Frecuentemente, nuestros estilos de liderazgo se emplean a fondo en la información. Centones de anuncios, convocatorias, fechas, horarios y reuniones que buscan loablemente que las personas se encuentren y descubran el don de la comunión. Infinidad de informaciones con prolijas descripciones, que paradójicamente ya no conectan a quienes no se conforman con ser una fecha, un número o una pieza para mostrar “no se sabe qué vínculos”.

El fin de lo común no es la consecuencia de un individualismo atroz e infiel a la fraternidad, es la tozuda realidad de crear y ofrecer ficciones de pertenencia sin integrar la humanidad de las personas. Es, sin duda, uno de los signos en donde de manera más clara vemos que el paso de la antigua vida consagrada a la actual está siendo muy difícil. En la vida consagrada, las promociones más numerosas pertenecen a generaciones con mucha edad que fueron fuertes, y ahora son muy débiles y, además, están bastante divididas porque no comparten una visión común de los hechos. Y, sin embargo, todavía la organización de las comunidades y su ritmo, es deudora del ese estilo societario de los antiguos seminarios o “aspirantados”, sin caer en la cuenta que aquellas identidades ya no existen y la comunidad del siglo XXI es un espacio de vida compartida donde nada es posible si la persona no crece afectivamente, no se ve reconocida, no experimenta confianza o no percibe encuentros de calidad. Es, en este sentido, una propuesta mucho más exigente y arriesgada. El hilo que vincula el relato de la “pertenencia común” es tan débil que se parece a un espectáculo en el cual se suceden escenas sin conexión con las vivencias íntimas de cada uno. Porque no es necesario conocer toda la historia para saberte querido; pero es imprescindible saberte querido para que una historia te importe.

### Conjunto de datos
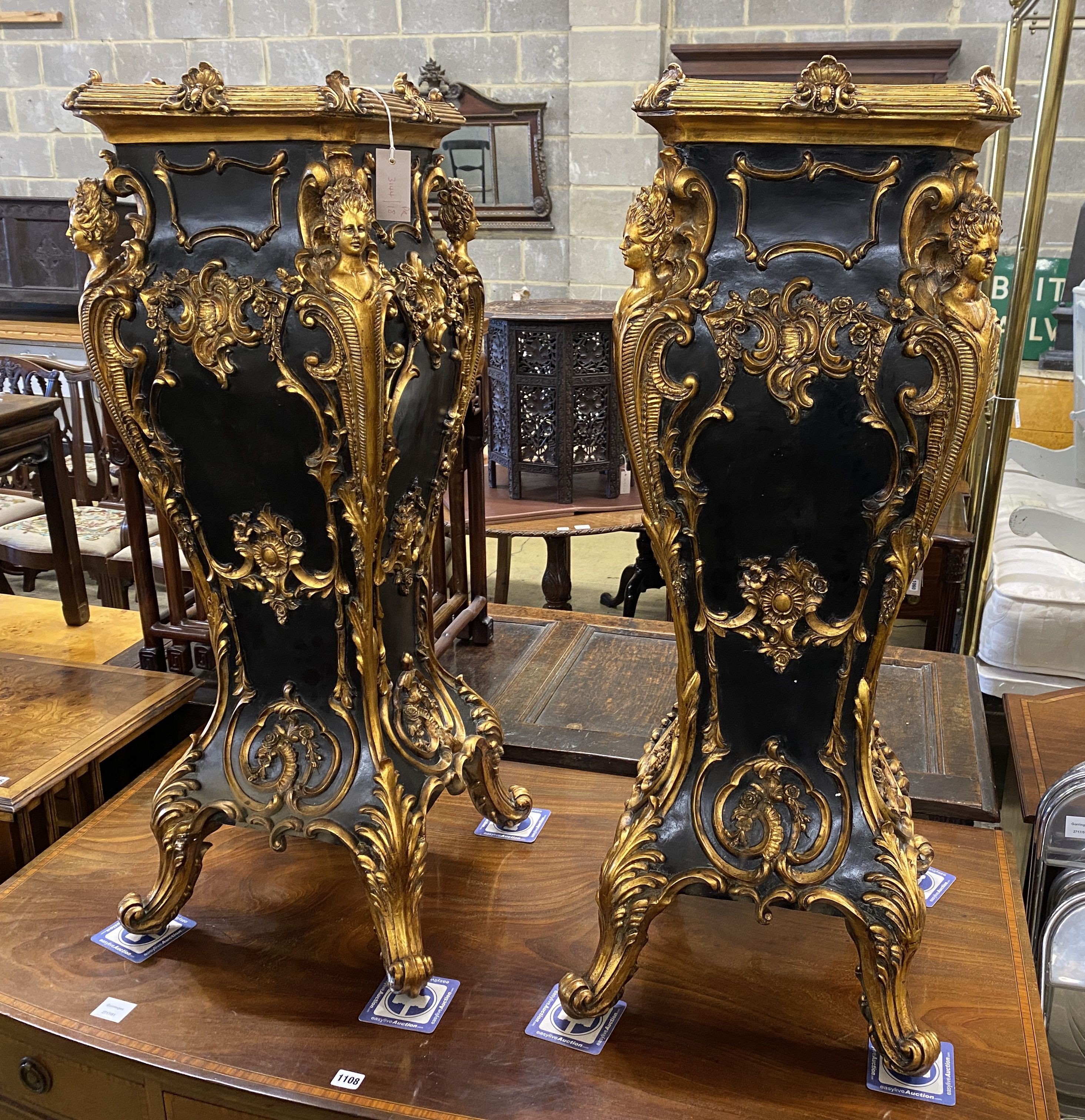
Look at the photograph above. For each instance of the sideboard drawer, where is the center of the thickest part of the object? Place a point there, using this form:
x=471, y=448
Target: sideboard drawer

### Tarea pendiente
Prolongue el texto sobre la comunidad en la vida consagrada a partir de su última oración. Los datos constituyen un material aparte.

### Respuesta esperada
Todos intentamos que el pasado nos dé seguridad. Pero, para la vida consagrada, esa seguridad es una auténtica prisión que le impide sincronizarse con este tiempo y poner luz en la urgencia que reclama una vida compartida real; sin propiedad ni miedo; sin ritmos impuestos y sin la tensión de querer adoctrinar a los demás con la propia historia, la propia cultura y los miedos propios. Aquella nostalgia de los grandes relatos comunes ha caído, afirma Marián M. Bascuñán, “ha virado hacia los eslóganes rimbombantes, donde lo que importa no es su veracidad, sino el impacto”. Y ahí estamos, en una sucesión de eslóganes de poca duración en el tiempo, pero con suficiente impacto en el momento como si la vida consagrada fuese un ingenuo grupo de sedientos y sedientas que confunden el jugo de la vida con efímeros tranquilizantes.

Quien vive de eslóganes termina creyéndolos y reiterándolos. Basta que alguien afirme con solemnidad que algo no tiene futuro, para que quede cuestionado; basta con que alguien diga con cierto poder, “por aquí…” para que nazca algo. Es el triunfo de la posverdad en detrimento de la comunión y el discernimiento. Hay decisiones en el liderazgo de la vida consagrada que son eslóganes en cadena y tienen la misma veracidad que los titulares de prensa para los que ha bastado que una cantante de éxito se vista de “monja”, o que la película “Los domingos” tenga cierto éxito de taquilla, para afirmar un despertar espiritual.